==== EXTRACTED TEXT

SPDK From First Principles

SPDK deep learning path

Orientation: SPDK Is Not Magic

The whole map: hardware, runtime, bdev graph, transports, JSON-RPC, and diskengine.

Source: content/chapters/00-orientation.md

The honest starting point

SPDK feels like a black box because it sits at the intersection of several things that are usually hidden from application developers: SSD firmware behavior, NVMe queue mechanics, PCIe device access, DMA memory, Linux driver binding, event-loop scheduling, asynchronous C callbacks, and a large plugin-based storage framework. If you start by opening lib/bdev/bdev.c at a random line, the code looks like a pile of callbacks and intrusive lists. If you start at the bottom and climb one layer at a time, it becomes a machine.

This book is written for that second path. The goal is not to memorize every SPDK function. The goal is to build enough mental machinery that when you read a source file you know what questions to ask:

  • What object is this function manipulating?
  • Which thread owns that object?
  • Is this code running in a reactor event, an spdk_thread message, a poller, an RPC handler, or a completion callback?
  • Is the work synchronous, or did the function merely submit async work?
  • Who completes the operation?
  • Who frees the memory?
  • What happens during reset, remove, -ENOMEM, hotplug, or shutdown?

Once those questions become automatic, SPDK source stops being mysterious. It becomes dense, but readable.

The full stack you are trying to understand

At the highest level, your diskengine world uses SPDK as a storage engine daemon. diskengine is Go code. It does not link libspdk directly. It speaks JSON-RPC over a Unix socket. SPDK owns the C runtime objects: bdevs, lvolstores, NVMe controllers, NVMe-oF subsystems, vhost controllers, pollers, threads, and channels.

The full path looks like this:

  1. A guest VM issues storage IO.
  2. QEMU exposes that IO to a host-side backend such as SPDK vhost-blk or vfio-user NVMe.
  3. SPDK turns guest queue activity into bdev IO.
  4. A RAID bdev may mirror or split that IO across base bdevs.
  5. The base bdevs may be remote NVMe-oF controllers attached over RDMA.
  6. On storage nodes, those remote exports are lvol bdevs.
  7. lvol bdevs are blobs inside a blobstore.
  8. Blobstore maps blob clusters onto a base bdev.
  9. The base bdev may be a physical NVMe namespace.
  10. The NVMe library turns IO into NVMe commands, puts them in submission queues, rings doorbells, polls completions, and returns completion callbacks back up the stack.

That is one path. SPDK also includes iSCSI, accel, crypto, malloc bdevs, null bdevs, passthru bdevs, TCP transports, RDMA transports, and many more pieces. The book focuses on the pieces you need for diskengine and for reading/extending the C source.

The four mental models

1. The hardware model

An SSD is not a magic byte array. It is a controller plus NAND flash. NAND has pages and erase blocks. It cannot overwrite in place the way RAM does. The SSD controller maintains a flash translation layer that maps host logical block addresses to physical flash locations. This is why write amplification, garbage collection, wear leveling, latency cliffs, TRIM/UNMAP, and power-loss behavior matter.

========
==== RECORDS

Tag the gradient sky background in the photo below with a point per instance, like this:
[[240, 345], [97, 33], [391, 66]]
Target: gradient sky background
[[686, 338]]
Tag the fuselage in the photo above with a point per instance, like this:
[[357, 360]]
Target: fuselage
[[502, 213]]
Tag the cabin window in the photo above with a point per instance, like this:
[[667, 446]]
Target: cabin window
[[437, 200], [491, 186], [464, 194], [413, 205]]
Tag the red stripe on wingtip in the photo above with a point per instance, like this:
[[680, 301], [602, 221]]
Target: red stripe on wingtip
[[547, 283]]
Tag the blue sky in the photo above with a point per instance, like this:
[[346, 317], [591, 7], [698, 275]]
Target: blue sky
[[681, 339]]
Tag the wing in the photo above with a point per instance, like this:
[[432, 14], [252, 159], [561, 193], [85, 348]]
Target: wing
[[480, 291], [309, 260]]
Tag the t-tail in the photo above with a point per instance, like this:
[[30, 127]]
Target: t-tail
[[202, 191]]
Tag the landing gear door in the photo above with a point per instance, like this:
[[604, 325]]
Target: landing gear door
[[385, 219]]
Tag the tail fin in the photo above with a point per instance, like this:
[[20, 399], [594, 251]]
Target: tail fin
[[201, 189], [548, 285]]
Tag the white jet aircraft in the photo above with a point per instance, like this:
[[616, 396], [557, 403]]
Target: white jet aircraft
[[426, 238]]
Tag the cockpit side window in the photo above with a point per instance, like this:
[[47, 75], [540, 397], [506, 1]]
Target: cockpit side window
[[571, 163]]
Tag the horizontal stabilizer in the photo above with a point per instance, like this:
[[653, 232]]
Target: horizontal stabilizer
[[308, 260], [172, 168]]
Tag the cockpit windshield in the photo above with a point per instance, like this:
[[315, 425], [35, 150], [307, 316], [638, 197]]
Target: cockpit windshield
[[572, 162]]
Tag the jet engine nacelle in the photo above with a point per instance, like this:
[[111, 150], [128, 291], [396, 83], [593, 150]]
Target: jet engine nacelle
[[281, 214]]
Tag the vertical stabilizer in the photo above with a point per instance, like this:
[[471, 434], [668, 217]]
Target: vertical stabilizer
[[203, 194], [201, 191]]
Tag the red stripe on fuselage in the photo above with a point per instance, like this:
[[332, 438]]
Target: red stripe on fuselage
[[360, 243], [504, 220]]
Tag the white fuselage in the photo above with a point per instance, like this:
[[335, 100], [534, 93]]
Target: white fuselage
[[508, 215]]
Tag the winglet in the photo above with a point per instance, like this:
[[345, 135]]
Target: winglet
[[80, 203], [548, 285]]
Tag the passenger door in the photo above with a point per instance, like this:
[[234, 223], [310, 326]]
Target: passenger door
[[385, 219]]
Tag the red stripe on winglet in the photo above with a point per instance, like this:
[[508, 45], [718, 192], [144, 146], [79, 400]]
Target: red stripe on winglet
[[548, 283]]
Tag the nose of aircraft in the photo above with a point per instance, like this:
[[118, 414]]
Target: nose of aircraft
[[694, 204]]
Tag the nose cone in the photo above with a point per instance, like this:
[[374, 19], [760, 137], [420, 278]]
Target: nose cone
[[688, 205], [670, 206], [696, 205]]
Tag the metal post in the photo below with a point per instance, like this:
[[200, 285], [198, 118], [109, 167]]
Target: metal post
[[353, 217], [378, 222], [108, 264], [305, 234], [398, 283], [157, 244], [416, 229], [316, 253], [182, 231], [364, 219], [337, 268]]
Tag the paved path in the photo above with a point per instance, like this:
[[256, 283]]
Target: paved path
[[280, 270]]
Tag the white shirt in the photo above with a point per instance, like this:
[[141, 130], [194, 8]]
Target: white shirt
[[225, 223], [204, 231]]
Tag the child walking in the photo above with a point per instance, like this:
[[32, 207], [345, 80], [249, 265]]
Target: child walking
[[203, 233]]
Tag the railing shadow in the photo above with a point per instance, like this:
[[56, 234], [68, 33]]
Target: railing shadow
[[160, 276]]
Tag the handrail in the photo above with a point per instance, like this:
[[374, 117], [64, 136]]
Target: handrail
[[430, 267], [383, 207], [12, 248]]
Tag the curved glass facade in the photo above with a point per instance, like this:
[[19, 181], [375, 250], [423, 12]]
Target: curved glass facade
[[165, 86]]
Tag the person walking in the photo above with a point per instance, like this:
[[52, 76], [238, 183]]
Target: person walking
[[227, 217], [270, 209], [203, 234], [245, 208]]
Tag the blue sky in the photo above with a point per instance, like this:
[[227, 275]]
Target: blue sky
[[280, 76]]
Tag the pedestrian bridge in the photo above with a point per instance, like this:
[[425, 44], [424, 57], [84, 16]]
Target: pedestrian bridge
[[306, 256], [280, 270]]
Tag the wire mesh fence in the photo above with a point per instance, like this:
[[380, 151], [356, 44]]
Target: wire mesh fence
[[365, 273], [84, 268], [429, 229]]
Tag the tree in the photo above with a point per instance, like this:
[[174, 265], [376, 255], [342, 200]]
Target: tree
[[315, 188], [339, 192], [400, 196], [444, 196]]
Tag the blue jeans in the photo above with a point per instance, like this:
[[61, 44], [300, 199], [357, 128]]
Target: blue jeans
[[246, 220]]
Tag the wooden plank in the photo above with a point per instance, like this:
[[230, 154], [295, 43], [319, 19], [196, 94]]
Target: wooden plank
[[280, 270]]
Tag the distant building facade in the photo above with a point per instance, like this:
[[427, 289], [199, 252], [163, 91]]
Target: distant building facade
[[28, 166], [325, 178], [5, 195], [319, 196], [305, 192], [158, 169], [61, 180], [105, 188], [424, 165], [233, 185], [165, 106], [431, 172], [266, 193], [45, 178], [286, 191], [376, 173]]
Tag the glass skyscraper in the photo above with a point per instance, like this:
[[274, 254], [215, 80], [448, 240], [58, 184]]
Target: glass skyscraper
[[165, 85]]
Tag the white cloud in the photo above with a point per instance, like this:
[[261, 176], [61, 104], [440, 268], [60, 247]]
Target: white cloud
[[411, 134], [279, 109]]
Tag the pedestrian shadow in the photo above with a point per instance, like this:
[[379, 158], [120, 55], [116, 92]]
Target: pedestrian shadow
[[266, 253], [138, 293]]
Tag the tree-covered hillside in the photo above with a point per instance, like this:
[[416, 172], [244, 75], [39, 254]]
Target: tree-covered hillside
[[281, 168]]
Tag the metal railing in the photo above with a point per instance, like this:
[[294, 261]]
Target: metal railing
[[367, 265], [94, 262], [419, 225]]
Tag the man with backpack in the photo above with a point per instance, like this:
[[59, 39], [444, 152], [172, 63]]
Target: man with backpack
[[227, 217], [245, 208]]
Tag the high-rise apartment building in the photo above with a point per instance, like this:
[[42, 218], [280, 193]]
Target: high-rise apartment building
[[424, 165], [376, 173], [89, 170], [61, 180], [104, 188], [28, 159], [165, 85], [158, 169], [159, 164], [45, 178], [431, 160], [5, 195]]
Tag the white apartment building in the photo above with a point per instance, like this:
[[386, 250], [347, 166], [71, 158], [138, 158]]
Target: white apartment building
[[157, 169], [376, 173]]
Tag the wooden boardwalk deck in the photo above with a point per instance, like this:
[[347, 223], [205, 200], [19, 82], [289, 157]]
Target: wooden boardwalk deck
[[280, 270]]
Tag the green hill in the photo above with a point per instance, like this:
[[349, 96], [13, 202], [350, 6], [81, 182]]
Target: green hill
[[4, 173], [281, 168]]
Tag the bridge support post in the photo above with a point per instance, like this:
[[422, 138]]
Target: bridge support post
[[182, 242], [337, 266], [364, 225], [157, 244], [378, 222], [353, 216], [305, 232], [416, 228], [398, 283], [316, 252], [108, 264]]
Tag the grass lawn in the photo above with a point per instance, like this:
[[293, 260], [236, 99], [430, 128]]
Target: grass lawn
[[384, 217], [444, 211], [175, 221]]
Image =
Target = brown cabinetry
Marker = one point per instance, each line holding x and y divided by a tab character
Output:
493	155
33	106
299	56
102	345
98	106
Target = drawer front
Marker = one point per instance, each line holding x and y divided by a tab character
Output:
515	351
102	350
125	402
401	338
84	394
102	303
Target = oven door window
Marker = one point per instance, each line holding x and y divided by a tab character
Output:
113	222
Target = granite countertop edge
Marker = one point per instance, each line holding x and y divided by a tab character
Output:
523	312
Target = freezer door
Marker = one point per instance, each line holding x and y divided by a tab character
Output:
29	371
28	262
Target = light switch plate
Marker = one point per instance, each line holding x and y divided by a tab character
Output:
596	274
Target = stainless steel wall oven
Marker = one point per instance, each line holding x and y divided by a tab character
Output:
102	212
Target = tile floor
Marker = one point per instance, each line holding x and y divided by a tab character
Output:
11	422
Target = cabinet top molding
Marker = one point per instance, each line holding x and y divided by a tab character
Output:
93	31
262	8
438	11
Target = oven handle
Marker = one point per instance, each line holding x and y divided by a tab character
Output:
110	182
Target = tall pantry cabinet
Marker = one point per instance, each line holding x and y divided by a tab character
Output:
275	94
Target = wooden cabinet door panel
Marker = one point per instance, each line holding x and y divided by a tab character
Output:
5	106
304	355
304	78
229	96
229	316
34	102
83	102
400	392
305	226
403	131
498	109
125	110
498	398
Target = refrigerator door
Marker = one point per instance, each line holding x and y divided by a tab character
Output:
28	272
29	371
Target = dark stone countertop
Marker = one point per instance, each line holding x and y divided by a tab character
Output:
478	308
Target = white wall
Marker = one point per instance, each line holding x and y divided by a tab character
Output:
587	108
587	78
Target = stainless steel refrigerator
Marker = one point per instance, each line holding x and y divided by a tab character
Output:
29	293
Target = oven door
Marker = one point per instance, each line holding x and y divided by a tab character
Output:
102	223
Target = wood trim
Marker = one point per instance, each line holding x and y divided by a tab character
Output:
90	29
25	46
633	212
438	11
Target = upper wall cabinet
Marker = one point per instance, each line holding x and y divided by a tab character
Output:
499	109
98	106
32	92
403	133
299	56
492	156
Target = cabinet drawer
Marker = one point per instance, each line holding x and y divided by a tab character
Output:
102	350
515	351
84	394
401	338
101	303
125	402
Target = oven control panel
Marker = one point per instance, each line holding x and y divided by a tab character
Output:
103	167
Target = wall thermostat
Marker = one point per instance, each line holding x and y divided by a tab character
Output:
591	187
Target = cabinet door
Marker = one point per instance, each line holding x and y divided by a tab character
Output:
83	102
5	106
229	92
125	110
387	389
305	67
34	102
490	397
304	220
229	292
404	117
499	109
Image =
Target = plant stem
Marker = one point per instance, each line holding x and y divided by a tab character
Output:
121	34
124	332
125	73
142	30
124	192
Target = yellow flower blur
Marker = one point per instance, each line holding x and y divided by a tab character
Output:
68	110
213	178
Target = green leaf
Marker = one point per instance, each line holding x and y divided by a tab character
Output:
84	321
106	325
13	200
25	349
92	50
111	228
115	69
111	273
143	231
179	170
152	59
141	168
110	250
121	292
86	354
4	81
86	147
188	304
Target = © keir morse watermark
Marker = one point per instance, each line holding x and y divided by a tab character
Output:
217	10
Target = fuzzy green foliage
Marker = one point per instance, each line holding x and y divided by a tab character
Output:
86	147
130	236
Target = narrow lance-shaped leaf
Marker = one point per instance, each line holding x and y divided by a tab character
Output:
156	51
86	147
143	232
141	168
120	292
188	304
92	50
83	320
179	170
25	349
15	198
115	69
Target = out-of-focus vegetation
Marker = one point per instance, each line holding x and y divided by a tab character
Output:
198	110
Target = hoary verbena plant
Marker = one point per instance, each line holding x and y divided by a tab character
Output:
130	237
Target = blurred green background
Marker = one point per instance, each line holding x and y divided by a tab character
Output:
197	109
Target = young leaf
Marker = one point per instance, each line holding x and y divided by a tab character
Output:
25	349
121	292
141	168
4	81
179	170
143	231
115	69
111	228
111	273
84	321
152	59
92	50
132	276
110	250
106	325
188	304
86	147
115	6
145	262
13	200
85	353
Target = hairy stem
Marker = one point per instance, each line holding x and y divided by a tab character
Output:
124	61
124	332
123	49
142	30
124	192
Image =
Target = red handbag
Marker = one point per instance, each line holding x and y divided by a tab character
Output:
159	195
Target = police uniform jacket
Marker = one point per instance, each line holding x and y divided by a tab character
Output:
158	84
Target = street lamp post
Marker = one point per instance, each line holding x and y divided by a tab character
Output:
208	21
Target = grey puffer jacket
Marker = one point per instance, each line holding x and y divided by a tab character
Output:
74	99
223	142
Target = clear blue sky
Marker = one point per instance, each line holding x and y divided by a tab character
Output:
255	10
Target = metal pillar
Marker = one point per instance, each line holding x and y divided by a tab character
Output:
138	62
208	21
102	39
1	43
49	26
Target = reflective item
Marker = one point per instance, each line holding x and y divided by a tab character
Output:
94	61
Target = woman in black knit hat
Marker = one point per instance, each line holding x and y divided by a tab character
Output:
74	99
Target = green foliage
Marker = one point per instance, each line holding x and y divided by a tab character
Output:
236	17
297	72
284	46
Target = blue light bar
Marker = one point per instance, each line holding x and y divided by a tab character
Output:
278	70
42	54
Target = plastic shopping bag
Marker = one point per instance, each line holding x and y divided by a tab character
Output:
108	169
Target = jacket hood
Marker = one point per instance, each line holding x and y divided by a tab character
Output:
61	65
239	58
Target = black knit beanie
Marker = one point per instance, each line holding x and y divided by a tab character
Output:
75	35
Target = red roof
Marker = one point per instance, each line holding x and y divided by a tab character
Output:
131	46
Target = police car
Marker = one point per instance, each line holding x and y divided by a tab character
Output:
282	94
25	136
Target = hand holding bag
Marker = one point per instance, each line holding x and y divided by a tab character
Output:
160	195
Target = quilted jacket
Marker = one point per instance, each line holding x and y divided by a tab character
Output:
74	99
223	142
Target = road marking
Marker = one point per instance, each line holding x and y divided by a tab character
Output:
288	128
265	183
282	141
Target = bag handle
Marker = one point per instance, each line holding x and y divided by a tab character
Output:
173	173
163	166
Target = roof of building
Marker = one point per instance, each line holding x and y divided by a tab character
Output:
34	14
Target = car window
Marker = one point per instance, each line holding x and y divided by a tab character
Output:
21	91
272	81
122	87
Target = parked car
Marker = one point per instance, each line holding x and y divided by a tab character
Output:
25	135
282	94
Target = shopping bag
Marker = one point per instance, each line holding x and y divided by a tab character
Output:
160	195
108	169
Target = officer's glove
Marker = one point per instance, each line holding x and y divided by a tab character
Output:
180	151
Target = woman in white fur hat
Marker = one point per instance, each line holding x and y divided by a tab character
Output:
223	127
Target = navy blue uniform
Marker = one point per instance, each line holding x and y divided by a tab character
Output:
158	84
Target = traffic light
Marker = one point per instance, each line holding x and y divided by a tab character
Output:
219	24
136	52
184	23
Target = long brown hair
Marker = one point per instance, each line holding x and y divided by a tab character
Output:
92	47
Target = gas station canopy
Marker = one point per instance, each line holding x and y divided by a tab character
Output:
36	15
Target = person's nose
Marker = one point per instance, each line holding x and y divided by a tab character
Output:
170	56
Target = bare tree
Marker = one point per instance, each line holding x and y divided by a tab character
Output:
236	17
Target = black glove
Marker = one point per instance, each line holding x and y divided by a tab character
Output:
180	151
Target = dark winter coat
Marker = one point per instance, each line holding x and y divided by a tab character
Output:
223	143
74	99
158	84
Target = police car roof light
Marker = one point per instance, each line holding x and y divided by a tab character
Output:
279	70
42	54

========

§ **TASKS TO COMPLETE**:
(1) In the SPDK orientation text, how does diskengine talk to SPDK?
(2) Carry the SPDK orientation text forward from the point at which it stops.

§ **WRITTEN ANSWERS**:
(1) It speaks JSON-RPC over a Unix socket.

(2)
NVMe is the protocol host software uses to talk to modern SSDs. NVMe is a queue protocol. The host writes commands into submission queues in host memory. The device reads them with DMA, transfers payload data with DMA, writes completions into completion queues, and the host observes those completions.

2. The kernel-bypass model

Normal storage IO goes through Linux system calls, kernel block layers, kernel drivers, interrupts, wakeups, and copies. SPDK moves the driver and storage stack into userspace. It uses DPDK and VFIO to set up hugepage-backed DMA memory and direct device access. It polls instead of waiting for interrupts. This burns CPU to remove latency variance and kernel crossings.

This does not mean the kernel is gone. The kernel still provides process isolation, IOMMU support, VFIO, memory management, scheduling, and filesystems for normal files. SPDK removes the kernel from the hot storage data path after setup.

3. The SPDK runtime model

SPDK is cooperative, event-driven C. Reactors are pinned OS threads. spdk_thread is a lightweight SPDK execution context scheduled on a reactor. Pollers are callbacks that run repeatedly. Messages are callbacks sent to another spdk_thread. io_channel is per-thread device state that allows hot paths to avoid locks.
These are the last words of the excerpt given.